=== Task input ===

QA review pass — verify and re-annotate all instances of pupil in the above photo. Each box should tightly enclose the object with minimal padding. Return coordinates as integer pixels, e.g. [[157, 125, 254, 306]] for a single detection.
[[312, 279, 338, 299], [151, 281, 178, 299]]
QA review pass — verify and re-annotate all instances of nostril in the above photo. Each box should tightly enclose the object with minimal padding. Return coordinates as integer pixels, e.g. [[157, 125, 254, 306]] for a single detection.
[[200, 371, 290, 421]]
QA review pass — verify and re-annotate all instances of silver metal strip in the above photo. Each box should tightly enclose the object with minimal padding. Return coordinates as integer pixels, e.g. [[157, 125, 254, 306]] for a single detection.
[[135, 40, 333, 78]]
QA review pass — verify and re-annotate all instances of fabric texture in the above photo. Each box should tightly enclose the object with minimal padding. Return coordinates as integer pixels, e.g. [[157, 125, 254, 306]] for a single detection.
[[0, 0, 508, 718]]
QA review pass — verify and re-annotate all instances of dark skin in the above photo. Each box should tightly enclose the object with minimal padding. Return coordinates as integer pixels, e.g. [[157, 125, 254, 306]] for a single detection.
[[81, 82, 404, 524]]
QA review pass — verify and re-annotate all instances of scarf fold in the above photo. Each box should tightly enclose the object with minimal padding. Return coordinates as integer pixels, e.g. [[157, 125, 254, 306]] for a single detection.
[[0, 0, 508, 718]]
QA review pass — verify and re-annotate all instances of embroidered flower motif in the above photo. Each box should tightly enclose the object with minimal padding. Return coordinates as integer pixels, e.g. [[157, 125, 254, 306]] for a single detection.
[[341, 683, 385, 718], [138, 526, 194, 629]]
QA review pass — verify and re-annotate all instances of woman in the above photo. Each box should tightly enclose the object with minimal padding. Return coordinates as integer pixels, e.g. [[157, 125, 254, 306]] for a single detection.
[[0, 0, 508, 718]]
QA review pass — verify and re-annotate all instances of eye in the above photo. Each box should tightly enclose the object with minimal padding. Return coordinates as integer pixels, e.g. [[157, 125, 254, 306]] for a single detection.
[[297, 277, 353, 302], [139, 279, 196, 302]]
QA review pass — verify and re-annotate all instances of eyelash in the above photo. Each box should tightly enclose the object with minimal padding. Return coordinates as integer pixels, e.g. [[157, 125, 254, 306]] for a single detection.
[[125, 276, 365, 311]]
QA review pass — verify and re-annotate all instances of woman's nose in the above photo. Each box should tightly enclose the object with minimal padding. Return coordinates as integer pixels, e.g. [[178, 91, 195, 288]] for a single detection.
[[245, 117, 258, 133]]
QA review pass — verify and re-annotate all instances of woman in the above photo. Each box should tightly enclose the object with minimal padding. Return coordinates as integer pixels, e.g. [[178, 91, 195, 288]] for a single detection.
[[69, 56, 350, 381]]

===

> Given task
Can you reproduce the listing above word for word, every line included?

> The response
QA review pass — verify and re-annotate all instances of pupil in the above photo. Each box should tightly enclose the object with minimal padding. Return coordinates as integer pixels, e.g. [[157, 125, 254, 306]] for a single detection.
[[312, 279, 338, 299], [151, 281, 178, 299]]
QA review pass — verify and re-annotate all instances of nostril in the above photo. Each box should tightly enclose the object with minimal padding. Return coordinates as integer pixels, e.g. [[157, 125, 254, 306]] for a single detection.
[[200, 371, 290, 421]]
QA review pass — verify and re-annotate all instances of silver metal strip in the above photo. Each box should tightly enclose the object with minimal padding. Return coordinates as integer pixels, e.g. [[157, 125, 254, 306]] for a single detection.
[[135, 40, 333, 78]]
QA review pass — verify and re-annotate all instances of fabric texture in the above photo. Each box should tightly enclose the object with minimal padding. Return coordinates as integer pixels, e.g. [[157, 125, 254, 306]] for a single detection.
[[0, 0, 508, 718]]
QA review pass — verify and re-annotate all instances of dark skin in the above photo. Each box should tightly enclose the object with minimal padding. Return coordinates as integer pixels, e.g. [[157, 125, 254, 306]] for a single detection.
[[81, 82, 404, 524]]
QA review pass — verify and re-annotate all instances of scarf fold in the above photo. Each box should tightly enclose the object with minimal padding. Return coordinates as integer pixels, e.g. [[157, 125, 254, 306]] for a single detection.
[[0, 0, 508, 718]]
QA review pass — verify and re-annotate all instances of embroidered flower motif in the above photo. Each box should tightly enclose the object with minimal padding. Return coordinates as integer pixels, e.g. [[157, 125, 254, 306]] for a single detection.
[[341, 683, 385, 718], [138, 526, 194, 629]]
QA review pass — verify and re-annotate all instances of woman in the above photo. Each box should tightly enclose the object with minimal padding. Return coordinates as integer pixels, e.g. [[157, 125, 254, 306]] for a single detection.
[[0, 0, 508, 718]]
QA review pass — verify and re-annotate all instances of eye in the above photo. Each box should tightly enclose the object with minimal padding. Return coordinates as integer pixels, e.g. [[157, 125, 254, 306]] for a single detection.
[[297, 277, 353, 302], [139, 279, 196, 302]]
QA review pass — verify and re-annotate all instances of eyelash in the above photo. Each box should tightly enclose the object with minimal padding. Return coordinates as integer pixels, e.g. [[157, 125, 254, 306]] for a single detection.
[[125, 276, 365, 311]]
QA review pass — verify and re-annotate all instances of woman's nose in the above photo. Each box should tightly enclose the object with minimal padding. Return coordinates as integer pixels, e.g. [[178, 91, 195, 288]] for a single detection.
[[245, 117, 258, 133]]
QA review pass — verify and re-annotate all instances of woman in the above photo. Each box should tightly enclose the object with minimal padding. Return coordinates as integer pixels, e.g. [[178, 91, 195, 288]] for a single detection.
[[69, 56, 350, 381]]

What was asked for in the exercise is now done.